[Begin]

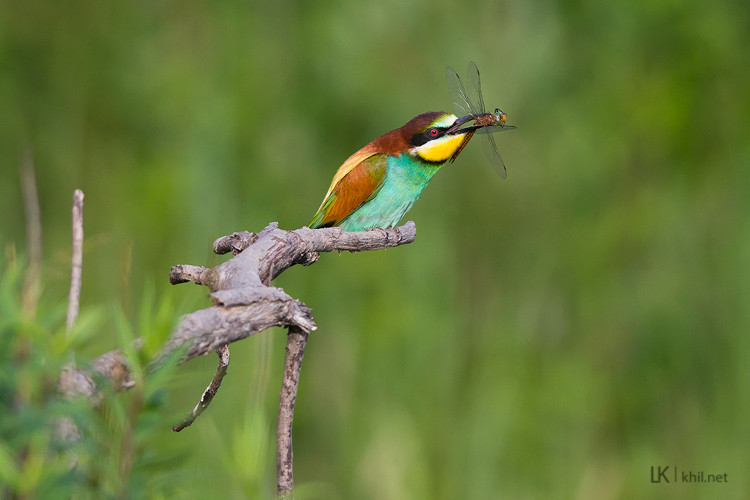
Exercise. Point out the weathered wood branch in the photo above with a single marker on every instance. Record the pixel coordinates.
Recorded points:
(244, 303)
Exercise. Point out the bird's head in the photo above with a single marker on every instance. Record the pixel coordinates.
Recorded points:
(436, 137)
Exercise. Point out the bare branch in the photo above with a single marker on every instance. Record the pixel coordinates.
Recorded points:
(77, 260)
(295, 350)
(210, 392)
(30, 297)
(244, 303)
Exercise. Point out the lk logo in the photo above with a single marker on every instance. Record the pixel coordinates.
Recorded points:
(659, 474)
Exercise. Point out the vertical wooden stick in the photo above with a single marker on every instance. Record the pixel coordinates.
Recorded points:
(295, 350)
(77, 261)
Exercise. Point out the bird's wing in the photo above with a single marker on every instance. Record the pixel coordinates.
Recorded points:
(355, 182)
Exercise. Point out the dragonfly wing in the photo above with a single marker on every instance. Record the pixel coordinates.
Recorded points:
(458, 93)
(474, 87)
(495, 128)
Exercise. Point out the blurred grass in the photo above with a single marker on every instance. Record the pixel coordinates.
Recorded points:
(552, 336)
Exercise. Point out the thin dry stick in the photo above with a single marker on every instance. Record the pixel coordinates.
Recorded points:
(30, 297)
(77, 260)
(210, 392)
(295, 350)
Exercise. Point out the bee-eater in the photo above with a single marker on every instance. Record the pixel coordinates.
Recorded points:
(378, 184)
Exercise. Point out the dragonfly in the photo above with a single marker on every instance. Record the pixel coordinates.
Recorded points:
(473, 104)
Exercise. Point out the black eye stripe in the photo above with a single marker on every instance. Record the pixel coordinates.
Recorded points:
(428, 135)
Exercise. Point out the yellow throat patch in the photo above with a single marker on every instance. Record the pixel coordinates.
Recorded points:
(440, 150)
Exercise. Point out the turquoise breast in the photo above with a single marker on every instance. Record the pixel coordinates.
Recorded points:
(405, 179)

[End]

Your task |
Reproduce only those lines of the entries above that run from the line with "Exercise. Point out the bird's wing" to the final line.

The output |
Exercise. Point out the bird's wing in the photo above with a single marker on every instance. Record the pixel coordinates.
Recorded points:
(355, 182)
Exercise. Point out the dragonfly wing in the photo above with a single marker on every instance. Record the pixel coordinates.
Recorded points:
(458, 93)
(474, 87)
(495, 128)
Exercise. Point out the blurred grass in the photo above with a single marker on every instance. Record the pixel coordinates.
Recorded points:
(552, 336)
Exercise. Point out the thin dry stick in the photo above with a single marker on every instance. Record the pixel coordinates.
Recorded points:
(30, 297)
(77, 260)
(210, 392)
(295, 350)
Exercise. Point out the bee-eater in the photo above with a single marker on every instance. Record the pixel coordinates.
Recorded points:
(378, 184)
Exercise. Point out the dragonfly in the photo above with a single marker on every instance. Record the pixel coordinates.
Recorded points:
(473, 104)
Exercise. Point out the black eye stripe in the photo above with a single marker on every instance. Record the pixel coordinates.
Recorded points:
(428, 135)
Exercise. Point out the yellow throat patch in the photo above with a single marker on every instance. Record the pixel coordinates.
Recorded points:
(440, 150)
Exercise. Point out the turquoise breast in the photo above with a single marker on every instance. Record the pixel coordinates.
Recorded points:
(405, 179)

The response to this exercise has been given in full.